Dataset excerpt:
start

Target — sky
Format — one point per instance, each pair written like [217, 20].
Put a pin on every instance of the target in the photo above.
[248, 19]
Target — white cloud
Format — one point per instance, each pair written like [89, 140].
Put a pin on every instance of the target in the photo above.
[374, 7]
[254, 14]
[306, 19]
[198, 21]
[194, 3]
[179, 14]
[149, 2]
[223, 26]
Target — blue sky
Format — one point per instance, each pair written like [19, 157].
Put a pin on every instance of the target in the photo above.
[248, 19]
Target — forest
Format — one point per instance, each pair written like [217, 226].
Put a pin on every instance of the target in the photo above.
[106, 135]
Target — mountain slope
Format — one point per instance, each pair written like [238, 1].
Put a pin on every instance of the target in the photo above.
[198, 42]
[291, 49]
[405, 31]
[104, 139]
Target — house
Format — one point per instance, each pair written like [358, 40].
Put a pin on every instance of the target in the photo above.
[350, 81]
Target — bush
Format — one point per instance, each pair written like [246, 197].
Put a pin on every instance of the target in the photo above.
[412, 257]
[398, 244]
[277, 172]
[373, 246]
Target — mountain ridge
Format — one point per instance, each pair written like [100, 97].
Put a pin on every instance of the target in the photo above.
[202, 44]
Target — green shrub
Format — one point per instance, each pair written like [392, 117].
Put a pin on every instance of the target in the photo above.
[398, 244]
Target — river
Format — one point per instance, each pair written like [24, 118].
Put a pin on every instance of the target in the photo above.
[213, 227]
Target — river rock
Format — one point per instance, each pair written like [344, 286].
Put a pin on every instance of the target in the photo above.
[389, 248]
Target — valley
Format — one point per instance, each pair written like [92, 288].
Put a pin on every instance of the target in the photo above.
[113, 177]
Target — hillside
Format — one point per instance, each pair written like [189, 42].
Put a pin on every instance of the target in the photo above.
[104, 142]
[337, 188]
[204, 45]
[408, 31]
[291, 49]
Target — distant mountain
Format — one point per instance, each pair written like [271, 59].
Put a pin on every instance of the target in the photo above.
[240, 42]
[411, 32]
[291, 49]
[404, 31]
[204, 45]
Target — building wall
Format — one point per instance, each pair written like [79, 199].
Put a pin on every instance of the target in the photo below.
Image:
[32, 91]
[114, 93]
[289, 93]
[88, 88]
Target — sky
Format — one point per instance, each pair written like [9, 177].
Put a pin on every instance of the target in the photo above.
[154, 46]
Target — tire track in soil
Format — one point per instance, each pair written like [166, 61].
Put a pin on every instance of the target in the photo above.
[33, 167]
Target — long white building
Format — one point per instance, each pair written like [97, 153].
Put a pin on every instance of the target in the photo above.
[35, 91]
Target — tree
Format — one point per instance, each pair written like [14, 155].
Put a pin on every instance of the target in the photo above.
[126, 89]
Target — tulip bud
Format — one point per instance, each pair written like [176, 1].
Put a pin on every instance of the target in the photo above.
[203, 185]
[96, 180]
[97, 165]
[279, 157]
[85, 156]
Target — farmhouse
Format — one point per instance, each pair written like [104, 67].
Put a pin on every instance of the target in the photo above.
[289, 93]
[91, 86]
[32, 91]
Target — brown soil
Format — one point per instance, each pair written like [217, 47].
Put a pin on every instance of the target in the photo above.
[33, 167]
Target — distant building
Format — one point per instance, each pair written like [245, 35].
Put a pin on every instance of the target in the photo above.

end

Instructions to follow
Recast the lines from the one containing "Target — distant building" through the end of the items, both included, as a Markdown table with the columns No. and Line. Leave out any blank lines.

Final result
| No. | Line |
|---|---|
| 1 | Target — distant building |
| 2 | Format — one point per instance, each pair written like [245, 35]. |
| 3 | Put a pin on every instance of the target in the photo above. |